┌─ Provided passage

# Best modding accessories or pc hardware shop at Nehru place or online? any? :/



## prateek (Jun 29, 2013)

Hey Guys

I've been in a big headache searching for hardware at my local market or even online but the only thing i get is *nothing*. Somewhere i don't get anything whereas when i do get something, no deals i get. So i would be visiting nehru place tomorrow (first time) and want to know (if) there are any good shops where nice pc accessories range is available (case modding to be specific) at good deals i.e. comparatively low prices from others. 
Also if you know some (trustworthy) good online stores for India then mention them too please.


----------



## topgear (Jun 29, 2013)

checkout theitdepot and primeabgb.


----------



## harshilsharma63 (Jun 29, 2013)

Modding accessories in India are ridiculously expensive. I rely on DIY skills


----------



## topgear (Jun 30, 2013)

you're right .. DIY LED strip will cost ~250-300 bucks but NZXT "professionally made" one will cost you some 1000 bucks.


----------



## harshilsharma63 (Jun 30, 2013)

1 meter led strip is available for 800 at mdcomputers. In my city, price of LED is Rs 2.5 per led. So, for 700 bucks, I can get 280 LEDs and remaiing 100 bucks for wires and tapes and switches etc. 280 LEDs !!!


----------



## Arnab boss (Jul 2, 2013)

it will b a total waste of money....i ordered online sunbeamtech cold cathode lights and bubble lights...it cost me arnd 2k...within one yr it got caput...now i bought blue led strips and it realy looks great...almost 6mnths running without any issue..only 200 bucks..!!now planning to get anew case and mod it with 3 colour changing led lights..!!


----------



## harshilsharma63 (Jul 2, 2013)

Arnab boss said:


> it will b a total waste of money....i ordered online sunbeamtech cold cathode lights and bubble lights...it cost me arnd 2k...within one yr it got caput...now i bought blue led strips and it realy looks great...almost 6mnths running without any issue..*only 200 bucks*..!!now planning to get anew case and mod it with 3 colour changing led lights..!!



Where did you got it from?


----------

└─
┌─ Stored rows

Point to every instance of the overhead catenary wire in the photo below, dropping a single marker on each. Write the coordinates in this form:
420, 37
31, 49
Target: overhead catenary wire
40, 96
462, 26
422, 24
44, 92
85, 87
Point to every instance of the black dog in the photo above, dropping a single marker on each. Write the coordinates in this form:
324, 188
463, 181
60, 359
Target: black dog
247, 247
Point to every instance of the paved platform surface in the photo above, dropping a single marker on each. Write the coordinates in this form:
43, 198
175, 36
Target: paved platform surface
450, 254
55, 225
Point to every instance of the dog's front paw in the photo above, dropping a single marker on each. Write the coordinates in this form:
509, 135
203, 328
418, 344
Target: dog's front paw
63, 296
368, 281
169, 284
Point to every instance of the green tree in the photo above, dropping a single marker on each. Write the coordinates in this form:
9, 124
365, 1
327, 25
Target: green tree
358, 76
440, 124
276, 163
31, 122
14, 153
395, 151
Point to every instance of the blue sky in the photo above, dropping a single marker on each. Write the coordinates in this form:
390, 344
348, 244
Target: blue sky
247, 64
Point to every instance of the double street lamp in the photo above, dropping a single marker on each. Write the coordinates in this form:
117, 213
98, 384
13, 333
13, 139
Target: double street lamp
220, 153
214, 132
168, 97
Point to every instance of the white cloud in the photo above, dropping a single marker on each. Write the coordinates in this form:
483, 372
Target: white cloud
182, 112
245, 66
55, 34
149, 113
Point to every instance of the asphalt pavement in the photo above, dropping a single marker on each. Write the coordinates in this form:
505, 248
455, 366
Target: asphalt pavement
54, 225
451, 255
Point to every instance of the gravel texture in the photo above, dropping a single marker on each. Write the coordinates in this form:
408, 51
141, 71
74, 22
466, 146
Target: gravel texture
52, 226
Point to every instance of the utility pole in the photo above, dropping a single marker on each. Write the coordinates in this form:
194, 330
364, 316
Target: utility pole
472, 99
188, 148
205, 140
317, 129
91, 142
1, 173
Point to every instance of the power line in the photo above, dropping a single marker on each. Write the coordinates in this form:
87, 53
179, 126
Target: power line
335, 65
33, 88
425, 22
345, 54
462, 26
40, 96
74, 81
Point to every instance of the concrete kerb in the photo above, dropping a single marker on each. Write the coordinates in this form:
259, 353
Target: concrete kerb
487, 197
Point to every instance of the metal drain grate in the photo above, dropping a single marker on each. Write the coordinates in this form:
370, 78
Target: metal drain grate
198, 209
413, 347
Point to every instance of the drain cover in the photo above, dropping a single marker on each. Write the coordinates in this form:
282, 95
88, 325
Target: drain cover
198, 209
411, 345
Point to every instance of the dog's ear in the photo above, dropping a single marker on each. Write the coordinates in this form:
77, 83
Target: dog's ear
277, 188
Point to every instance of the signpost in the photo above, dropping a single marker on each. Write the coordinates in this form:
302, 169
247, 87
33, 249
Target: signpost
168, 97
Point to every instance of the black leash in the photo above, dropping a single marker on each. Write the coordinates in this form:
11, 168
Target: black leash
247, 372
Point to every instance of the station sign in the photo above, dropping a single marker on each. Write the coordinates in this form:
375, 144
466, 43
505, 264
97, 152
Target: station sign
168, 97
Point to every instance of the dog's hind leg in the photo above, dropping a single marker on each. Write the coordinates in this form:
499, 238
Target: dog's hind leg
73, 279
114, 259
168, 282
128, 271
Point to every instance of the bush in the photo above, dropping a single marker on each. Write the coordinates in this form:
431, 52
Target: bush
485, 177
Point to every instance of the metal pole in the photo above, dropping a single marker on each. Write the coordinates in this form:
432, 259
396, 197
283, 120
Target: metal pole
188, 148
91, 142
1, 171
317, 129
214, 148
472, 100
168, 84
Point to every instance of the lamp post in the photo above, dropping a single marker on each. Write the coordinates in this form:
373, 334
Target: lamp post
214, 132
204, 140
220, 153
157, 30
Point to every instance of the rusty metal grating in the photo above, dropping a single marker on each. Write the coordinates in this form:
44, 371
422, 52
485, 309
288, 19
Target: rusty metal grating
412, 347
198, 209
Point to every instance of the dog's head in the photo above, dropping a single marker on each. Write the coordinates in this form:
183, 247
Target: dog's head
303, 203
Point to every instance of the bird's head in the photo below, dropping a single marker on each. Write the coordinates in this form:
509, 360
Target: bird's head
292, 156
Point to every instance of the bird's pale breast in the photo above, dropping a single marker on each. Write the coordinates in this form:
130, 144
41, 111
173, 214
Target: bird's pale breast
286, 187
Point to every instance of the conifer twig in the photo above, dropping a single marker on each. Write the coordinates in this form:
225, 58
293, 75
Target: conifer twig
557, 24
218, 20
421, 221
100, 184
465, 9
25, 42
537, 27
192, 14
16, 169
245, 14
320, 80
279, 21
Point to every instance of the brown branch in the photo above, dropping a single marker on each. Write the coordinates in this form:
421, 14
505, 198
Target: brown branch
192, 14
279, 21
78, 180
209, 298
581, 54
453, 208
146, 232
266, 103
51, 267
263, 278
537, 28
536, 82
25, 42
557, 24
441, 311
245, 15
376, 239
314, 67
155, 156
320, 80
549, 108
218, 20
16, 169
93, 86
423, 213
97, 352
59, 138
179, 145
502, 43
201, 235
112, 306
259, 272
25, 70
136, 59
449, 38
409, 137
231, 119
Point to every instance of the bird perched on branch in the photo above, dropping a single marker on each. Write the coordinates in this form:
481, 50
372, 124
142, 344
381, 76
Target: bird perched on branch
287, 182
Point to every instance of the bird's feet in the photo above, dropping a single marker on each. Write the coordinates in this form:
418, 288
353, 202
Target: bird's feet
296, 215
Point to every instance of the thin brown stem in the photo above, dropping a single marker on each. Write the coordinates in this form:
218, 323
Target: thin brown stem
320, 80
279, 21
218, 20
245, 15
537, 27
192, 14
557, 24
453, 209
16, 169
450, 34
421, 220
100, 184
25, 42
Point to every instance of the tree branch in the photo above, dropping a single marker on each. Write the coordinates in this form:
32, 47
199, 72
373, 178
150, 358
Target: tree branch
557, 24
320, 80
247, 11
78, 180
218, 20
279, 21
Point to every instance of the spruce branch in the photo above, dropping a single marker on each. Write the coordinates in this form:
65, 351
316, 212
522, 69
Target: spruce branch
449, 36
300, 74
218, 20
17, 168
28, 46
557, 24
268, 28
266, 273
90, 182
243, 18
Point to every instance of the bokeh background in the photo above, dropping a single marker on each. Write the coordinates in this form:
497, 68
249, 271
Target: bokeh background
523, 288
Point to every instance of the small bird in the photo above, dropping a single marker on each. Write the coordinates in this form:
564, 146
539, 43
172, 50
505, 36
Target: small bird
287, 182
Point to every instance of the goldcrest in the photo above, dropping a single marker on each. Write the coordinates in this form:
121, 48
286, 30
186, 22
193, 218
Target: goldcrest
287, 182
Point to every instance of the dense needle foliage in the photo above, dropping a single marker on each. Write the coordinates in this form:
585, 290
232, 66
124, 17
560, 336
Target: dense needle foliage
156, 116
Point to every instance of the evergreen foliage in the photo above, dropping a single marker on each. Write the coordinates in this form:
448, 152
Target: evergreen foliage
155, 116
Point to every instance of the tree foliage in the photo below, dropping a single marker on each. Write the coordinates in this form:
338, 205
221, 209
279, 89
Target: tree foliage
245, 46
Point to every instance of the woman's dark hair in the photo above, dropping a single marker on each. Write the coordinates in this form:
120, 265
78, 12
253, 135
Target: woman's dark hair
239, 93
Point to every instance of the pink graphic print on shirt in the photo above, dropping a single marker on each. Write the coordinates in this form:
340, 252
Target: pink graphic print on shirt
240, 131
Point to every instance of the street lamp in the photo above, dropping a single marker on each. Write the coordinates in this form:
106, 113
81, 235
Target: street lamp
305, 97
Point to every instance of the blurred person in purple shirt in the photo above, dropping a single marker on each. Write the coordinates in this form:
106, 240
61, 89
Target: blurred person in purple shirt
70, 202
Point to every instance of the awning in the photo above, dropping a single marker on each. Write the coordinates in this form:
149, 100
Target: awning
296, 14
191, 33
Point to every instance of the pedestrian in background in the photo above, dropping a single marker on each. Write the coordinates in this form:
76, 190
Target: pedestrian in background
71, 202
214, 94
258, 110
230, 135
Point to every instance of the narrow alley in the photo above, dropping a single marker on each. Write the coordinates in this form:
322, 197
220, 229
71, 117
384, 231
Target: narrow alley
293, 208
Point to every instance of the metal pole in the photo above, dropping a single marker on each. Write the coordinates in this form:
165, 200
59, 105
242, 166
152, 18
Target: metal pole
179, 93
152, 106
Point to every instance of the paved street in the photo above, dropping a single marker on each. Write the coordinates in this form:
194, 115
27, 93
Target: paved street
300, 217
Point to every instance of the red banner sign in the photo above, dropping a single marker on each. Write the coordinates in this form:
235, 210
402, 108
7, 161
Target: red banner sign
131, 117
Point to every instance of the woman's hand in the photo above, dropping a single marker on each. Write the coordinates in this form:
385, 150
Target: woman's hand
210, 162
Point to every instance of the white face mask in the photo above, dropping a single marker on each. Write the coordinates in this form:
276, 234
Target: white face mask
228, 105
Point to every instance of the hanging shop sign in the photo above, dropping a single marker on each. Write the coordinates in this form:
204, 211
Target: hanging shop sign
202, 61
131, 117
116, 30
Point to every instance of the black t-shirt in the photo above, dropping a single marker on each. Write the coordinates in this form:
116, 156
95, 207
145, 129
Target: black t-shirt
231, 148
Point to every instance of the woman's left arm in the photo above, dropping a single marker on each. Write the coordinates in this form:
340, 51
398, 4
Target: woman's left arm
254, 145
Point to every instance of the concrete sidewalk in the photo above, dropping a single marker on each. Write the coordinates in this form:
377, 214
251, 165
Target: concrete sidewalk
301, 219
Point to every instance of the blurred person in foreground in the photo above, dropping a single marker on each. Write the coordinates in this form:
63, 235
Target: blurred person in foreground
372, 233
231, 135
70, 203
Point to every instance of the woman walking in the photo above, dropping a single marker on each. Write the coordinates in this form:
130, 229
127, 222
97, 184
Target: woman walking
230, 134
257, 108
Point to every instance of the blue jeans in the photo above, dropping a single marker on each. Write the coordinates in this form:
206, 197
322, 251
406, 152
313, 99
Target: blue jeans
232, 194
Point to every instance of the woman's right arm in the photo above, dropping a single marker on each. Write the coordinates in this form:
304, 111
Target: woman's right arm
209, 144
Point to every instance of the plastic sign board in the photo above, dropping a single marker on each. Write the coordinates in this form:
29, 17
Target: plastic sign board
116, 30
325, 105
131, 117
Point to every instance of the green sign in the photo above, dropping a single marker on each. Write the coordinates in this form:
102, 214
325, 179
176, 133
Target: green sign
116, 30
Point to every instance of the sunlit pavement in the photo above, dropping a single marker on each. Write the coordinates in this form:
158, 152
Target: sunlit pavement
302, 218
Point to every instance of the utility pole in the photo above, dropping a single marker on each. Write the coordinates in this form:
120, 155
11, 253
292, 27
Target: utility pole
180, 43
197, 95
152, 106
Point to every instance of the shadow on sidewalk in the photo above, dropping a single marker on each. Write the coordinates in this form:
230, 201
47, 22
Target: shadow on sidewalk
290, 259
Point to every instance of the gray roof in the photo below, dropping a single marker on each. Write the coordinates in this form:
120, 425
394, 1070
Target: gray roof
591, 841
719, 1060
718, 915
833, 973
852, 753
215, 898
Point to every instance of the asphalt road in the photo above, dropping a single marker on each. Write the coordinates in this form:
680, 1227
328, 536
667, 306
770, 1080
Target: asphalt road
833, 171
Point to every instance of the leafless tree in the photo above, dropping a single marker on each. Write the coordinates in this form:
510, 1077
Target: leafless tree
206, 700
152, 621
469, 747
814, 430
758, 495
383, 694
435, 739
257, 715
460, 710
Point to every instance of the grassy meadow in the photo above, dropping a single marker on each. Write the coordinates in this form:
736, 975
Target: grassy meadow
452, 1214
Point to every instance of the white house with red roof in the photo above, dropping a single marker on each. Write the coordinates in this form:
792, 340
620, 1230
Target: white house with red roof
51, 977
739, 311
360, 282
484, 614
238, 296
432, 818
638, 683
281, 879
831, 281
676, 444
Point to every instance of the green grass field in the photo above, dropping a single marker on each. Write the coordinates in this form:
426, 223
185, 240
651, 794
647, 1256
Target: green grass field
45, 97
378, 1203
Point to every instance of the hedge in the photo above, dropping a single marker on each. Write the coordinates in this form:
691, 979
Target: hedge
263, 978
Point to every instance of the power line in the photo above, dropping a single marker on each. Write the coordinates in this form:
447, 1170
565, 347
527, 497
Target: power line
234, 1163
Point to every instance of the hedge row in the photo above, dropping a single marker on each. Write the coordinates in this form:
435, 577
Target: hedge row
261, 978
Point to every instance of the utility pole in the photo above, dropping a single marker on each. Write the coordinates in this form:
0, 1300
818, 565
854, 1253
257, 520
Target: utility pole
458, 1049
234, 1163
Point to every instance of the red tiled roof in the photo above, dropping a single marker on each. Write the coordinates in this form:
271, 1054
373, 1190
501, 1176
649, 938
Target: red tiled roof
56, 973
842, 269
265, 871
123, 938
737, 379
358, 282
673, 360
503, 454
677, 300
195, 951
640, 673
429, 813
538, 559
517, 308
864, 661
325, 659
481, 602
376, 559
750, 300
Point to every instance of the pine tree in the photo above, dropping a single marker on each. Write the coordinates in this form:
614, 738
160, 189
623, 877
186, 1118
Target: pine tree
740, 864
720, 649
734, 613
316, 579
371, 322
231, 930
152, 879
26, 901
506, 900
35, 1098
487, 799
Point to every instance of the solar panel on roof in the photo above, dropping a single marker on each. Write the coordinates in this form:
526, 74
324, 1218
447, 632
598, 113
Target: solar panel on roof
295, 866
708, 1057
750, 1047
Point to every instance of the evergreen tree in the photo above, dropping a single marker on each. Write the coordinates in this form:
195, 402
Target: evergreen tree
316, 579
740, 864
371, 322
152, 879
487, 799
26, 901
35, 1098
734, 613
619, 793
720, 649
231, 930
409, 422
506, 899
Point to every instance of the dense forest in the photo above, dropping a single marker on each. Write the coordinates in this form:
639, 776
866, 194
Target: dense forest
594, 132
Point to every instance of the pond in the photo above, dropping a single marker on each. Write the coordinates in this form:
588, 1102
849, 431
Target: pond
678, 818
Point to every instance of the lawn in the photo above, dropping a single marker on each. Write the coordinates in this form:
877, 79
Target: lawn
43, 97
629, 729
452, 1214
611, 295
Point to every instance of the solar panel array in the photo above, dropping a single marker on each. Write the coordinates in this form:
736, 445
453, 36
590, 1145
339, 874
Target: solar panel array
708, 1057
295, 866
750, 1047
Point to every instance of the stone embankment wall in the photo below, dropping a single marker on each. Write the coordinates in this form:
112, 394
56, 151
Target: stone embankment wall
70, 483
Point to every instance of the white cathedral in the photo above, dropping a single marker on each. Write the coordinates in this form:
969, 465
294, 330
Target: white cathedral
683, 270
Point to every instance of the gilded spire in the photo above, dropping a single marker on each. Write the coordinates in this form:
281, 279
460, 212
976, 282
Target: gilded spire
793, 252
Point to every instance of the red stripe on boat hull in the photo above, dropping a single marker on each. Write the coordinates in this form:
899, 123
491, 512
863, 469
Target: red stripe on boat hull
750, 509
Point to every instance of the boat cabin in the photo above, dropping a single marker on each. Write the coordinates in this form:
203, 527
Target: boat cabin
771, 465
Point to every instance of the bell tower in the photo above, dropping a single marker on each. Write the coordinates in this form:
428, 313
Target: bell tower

└─

__Task A__.
List every username that appears as the author of a post in the thread on modding accessories.
__Task B__.
Pick out each line of the records that contains the string "surface", treating uppercase and lowercase letters as distinct.
The thread and the records are independent of one another.

__Expected answer A__.
prateek, topgear, harshilsharma63, Arnab boss

__Expected answer B__.
Point to every instance of the paved platform surface in the photo above, dropping a single marker on each. Write the coordinates in this form:
Target: paved platform surface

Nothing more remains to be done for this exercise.